■ Exercise aim
Render every line of the listing below as a JSON list of strings, one string per line, leaving out blank lines.

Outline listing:
+---+

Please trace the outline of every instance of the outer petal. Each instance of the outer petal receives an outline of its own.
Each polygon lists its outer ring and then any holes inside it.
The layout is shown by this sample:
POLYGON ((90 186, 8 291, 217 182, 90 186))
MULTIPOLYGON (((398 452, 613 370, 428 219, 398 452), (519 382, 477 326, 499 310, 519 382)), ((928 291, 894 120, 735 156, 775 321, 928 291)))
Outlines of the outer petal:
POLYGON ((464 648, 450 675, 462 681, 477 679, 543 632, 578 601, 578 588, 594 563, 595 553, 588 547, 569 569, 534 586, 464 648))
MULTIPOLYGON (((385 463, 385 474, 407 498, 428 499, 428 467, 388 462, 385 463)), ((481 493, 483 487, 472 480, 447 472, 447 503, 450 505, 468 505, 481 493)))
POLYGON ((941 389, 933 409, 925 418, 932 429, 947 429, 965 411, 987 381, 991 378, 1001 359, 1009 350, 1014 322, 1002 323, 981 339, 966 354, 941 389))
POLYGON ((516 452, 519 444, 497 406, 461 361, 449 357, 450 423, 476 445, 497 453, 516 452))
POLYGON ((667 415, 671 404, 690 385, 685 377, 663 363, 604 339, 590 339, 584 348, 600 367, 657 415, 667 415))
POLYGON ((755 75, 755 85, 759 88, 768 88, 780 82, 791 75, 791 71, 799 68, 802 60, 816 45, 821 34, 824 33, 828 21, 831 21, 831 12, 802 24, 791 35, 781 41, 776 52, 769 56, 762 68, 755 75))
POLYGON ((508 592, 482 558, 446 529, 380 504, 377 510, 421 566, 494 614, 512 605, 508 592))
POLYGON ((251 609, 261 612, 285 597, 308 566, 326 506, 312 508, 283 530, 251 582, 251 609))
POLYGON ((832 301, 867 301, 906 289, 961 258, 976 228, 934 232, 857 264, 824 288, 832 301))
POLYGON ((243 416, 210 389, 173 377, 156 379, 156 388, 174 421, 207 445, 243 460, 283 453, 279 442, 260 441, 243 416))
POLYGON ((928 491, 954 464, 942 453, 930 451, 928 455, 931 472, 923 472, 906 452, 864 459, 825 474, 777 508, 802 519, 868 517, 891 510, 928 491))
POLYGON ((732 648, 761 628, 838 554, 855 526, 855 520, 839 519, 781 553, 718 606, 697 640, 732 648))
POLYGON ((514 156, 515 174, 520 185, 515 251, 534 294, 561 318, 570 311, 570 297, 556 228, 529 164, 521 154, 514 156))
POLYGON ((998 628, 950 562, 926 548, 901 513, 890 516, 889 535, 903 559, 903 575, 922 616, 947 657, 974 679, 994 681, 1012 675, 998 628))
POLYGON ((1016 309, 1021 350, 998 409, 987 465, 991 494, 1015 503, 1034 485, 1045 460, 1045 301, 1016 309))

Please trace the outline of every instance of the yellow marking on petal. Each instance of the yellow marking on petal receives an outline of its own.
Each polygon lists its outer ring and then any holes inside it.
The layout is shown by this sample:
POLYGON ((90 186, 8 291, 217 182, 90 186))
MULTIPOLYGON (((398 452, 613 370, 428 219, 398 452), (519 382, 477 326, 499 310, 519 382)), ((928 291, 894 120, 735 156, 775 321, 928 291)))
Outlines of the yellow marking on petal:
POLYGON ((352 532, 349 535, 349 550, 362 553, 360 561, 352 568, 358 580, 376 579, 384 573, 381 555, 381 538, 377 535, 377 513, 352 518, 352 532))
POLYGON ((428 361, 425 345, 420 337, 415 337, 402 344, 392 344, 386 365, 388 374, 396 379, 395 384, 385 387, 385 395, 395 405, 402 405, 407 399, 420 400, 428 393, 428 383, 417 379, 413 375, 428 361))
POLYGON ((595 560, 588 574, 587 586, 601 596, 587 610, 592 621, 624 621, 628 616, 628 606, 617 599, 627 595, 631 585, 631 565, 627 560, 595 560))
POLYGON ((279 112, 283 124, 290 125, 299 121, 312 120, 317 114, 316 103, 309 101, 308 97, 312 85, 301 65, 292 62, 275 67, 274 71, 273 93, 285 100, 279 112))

+---+

■ Problem solution
[
  "Please trace the outline of every instance of the outer petal. Each instance of the outer petal receives an outline of its own.",
  "Each polygon lists its outer ring and then any holes inside it.",
  "The layout is shown by this sample:",
  "POLYGON ((90 186, 8 291, 217 182, 90 186))",
  "MULTIPOLYGON (((398 452, 613 370, 428 219, 398 452), (519 382, 477 326, 499 310, 519 382)), ((928 291, 894 120, 735 156, 775 321, 928 291)))",
  "Outlines of the outer petal:",
  "POLYGON ((464 648, 450 675, 462 681, 477 679, 543 632, 578 601, 578 588, 594 563, 595 553, 588 547, 569 569, 534 586, 464 648))",
  "MULTIPOLYGON (((385 463, 385 474, 407 498, 428 499, 428 467, 388 462, 385 463)), ((481 493, 483 487, 472 480, 447 472, 447 503, 450 505, 468 505, 481 493)))",
  "POLYGON ((941 389, 933 409, 925 418, 932 429, 947 429, 965 411, 987 381, 991 378, 1001 359, 1009 350, 1014 322, 1002 323, 981 339, 966 354, 941 389))",
  "POLYGON ((516 452, 519 444, 497 406, 461 361, 449 357, 450 423, 476 445, 497 453, 516 452))",
  "POLYGON ((667 415, 671 404, 690 385, 685 377, 663 363, 604 339, 590 339, 584 348, 600 367, 657 415, 667 415))",
  "POLYGON ((755 75, 755 85, 759 88, 768 88, 780 82, 791 75, 791 71, 799 68, 802 60, 816 45, 821 34, 824 33, 828 21, 831 21, 831 12, 802 24, 791 35, 781 41, 776 52, 769 56, 762 68, 755 75))",
  "POLYGON ((508 592, 482 558, 446 529, 380 504, 377 510, 421 566, 494 614, 512 605, 508 592))",
  "POLYGON ((251 609, 261 612, 285 597, 308 566, 326 506, 312 508, 283 530, 251 582, 251 609))",
  "POLYGON ((832 301, 867 301, 906 289, 961 258, 976 228, 934 232, 857 264, 824 288, 832 301))",
  "POLYGON ((243 416, 210 389, 173 377, 156 379, 156 388, 174 421, 207 445, 243 460, 283 453, 279 442, 260 441, 243 416))",
  "POLYGON ((928 491, 954 464, 942 453, 930 451, 928 455, 931 472, 923 472, 906 452, 864 459, 825 474, 777 508, 802 519, 868 517, 891 510, 928 491))",
  "POLYGON ((732 648, 761 628, 838 554, 855 526, 855 520, 839 519, 781 553, 718 606, 697 640, 732 648))",
  "POLYGON ((514 156, 515 174, 520 185, 515 251, 534 294, 561 318, 570 311, 570 297, 556 228, 529 164, 521 154, 514 156))",
  "POLYGON ((998 628, 950 562, 926 548, 901 513, 890 516, 889 535, 903 559, 903 575, 922 616, 947 657, 974 679, 994 681, 1012 675, 998 628))",
  "POLYGON ((1016 309, 1021 350, 998 409, 987 465, 991 494, 1015 503, 1034 485, 1045 460, 1045 301, 1016 309))",
  "Please trace the outline of every instance of the yellow marking on petal. Each instance of the yellow marking on petal receives an outline of its own.",
  "Each polygon lists its outer ring and then any holes inside it.",
  "The layout is shown by this sample:",
  "POLYGON ((90 186, 8 291, 217 182, 90 186))",
  "MULTIPOLYGON (((398 452, 613 370, 428 219, 398 452), (519 382, 477 326, 499 310, 519 382)), ((928 291, 894 120, 735 156, 775 321, 928 291)))",
  "Outlines of the yellow marking on petal:",
  "POLYGON ((352 532, 349 535, 349 550, 362 553, 360 561, 352 568, 358 580, 376 579, 384 573, 381 555, 381 538, 377 535, 377 513, 352 518, 352 532))",
  "POLYGON ((428 361, 425 345, 420 337, 415 337, 402 344, 392 344, 386 365, 388 374, 396 379, 395 384, 385 387, 385 395, 395 405, 402 405, 407 399, 420 400, 428 393, 428 383, 417 379, 413 375, 428 361))",
  "POLYGON ((595 560, 588 574, 587 586, 601 596, 587 610, 592 621, 624 621, 628 616, 628 606, 617 599, 627 595, 631 585, 631 565, 627 560, 595 560))",
  "POLYGON ((279 112, 283 124, 290 125, 299 121, 312 120, 317 114, 316 103, 309 101, 308 97, 312 85, 301 65, 292 62, 275 67, 274 71, 273 93, 285 100, 279 112))"
]